[WHAT TO WORK ON] Write out, in full, each line below that contains the word "fern".

━━━ DATA FOR THE TASK

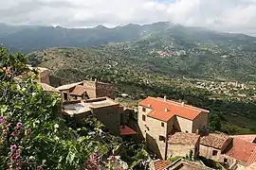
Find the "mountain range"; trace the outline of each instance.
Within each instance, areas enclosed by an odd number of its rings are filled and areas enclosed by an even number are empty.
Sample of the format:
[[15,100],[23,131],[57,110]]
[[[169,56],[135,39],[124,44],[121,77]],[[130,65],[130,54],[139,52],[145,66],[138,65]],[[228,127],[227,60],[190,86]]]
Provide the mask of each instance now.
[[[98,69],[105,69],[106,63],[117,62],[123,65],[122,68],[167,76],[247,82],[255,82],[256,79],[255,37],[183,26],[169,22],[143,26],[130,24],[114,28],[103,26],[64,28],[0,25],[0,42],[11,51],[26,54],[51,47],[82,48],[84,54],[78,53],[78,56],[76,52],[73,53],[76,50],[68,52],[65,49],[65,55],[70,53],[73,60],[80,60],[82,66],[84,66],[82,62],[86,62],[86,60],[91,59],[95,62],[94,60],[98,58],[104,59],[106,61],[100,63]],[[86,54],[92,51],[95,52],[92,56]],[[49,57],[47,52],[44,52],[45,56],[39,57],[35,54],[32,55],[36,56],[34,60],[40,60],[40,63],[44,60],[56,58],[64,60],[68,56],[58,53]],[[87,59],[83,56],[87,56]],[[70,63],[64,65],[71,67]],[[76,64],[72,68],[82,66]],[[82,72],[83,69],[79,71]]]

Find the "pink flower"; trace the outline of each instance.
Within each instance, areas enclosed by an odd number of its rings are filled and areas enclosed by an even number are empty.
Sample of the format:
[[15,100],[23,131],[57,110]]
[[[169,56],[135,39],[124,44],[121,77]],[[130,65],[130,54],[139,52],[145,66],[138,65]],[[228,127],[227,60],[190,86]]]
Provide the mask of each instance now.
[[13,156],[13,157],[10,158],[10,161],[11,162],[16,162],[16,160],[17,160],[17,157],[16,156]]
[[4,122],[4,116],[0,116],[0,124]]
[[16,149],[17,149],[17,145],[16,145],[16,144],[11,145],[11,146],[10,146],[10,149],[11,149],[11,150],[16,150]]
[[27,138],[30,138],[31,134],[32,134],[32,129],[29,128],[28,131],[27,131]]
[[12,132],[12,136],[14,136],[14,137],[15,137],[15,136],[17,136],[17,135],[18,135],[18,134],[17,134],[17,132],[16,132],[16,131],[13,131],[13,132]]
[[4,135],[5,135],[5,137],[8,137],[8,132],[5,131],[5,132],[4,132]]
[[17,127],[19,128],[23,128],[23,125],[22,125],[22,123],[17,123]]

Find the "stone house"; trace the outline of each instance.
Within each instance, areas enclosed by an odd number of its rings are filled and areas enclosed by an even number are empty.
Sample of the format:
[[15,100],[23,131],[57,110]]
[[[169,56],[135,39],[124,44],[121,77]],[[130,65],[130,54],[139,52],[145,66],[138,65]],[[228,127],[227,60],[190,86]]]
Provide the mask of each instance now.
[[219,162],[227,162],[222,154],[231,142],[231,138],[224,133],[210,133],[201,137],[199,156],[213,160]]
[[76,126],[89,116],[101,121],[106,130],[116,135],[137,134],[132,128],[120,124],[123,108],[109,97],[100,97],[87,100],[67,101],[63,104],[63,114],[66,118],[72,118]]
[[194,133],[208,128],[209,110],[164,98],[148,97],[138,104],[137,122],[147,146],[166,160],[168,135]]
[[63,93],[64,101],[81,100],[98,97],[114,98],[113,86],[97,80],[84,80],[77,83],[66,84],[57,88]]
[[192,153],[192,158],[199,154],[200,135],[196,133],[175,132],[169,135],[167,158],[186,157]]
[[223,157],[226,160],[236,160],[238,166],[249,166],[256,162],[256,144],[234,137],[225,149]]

━━━━━━
━━━ DATA FOR THE TASK

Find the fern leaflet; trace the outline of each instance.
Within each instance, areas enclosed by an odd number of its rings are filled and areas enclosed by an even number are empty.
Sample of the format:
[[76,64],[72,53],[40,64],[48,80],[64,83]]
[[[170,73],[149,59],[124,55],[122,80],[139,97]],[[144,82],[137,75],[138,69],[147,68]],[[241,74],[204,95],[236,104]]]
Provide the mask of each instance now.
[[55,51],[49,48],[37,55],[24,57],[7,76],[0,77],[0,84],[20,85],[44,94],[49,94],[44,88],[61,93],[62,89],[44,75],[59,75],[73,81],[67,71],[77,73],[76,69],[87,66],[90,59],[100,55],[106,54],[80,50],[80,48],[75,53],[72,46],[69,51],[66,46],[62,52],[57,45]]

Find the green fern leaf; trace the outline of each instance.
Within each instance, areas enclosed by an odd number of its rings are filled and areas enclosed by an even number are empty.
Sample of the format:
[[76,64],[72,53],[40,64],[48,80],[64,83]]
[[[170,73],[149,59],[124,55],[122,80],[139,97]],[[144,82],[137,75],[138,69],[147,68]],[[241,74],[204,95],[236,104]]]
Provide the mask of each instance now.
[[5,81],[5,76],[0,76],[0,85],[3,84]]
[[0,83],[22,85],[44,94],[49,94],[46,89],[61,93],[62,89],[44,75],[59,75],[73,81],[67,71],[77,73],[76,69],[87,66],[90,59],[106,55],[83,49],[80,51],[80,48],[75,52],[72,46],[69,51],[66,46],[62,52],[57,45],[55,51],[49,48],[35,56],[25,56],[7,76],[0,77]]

━━━━━━

[ANSWER TO THIS PROBLEM]
Find the fern leaflet; trace the outline of each instance.
Find the green fern leaf; trace the outline of each instance.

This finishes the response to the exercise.